• Dataset records:

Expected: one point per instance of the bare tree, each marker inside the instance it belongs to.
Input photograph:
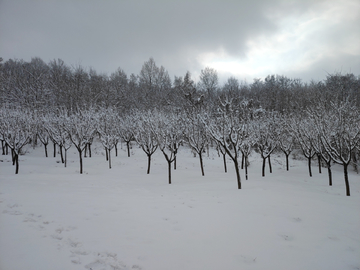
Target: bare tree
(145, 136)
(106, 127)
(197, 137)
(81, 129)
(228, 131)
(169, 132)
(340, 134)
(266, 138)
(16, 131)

• Goal: Rewrite every line of the data above, text lines included, shifting each coordinate in the answers by adding -32 to it. Omit the picture.

• Solution below:
Expected: one point per instance of the bare tree, each marker inside the instance it belongs to.
Input photograph:
Target: bare tree
(113, 104)
(74, 95)
(165, 105)
(49, 97)
(196, 99)
(137, 100)
(308, 102)
(234, 106)
(-16, 99)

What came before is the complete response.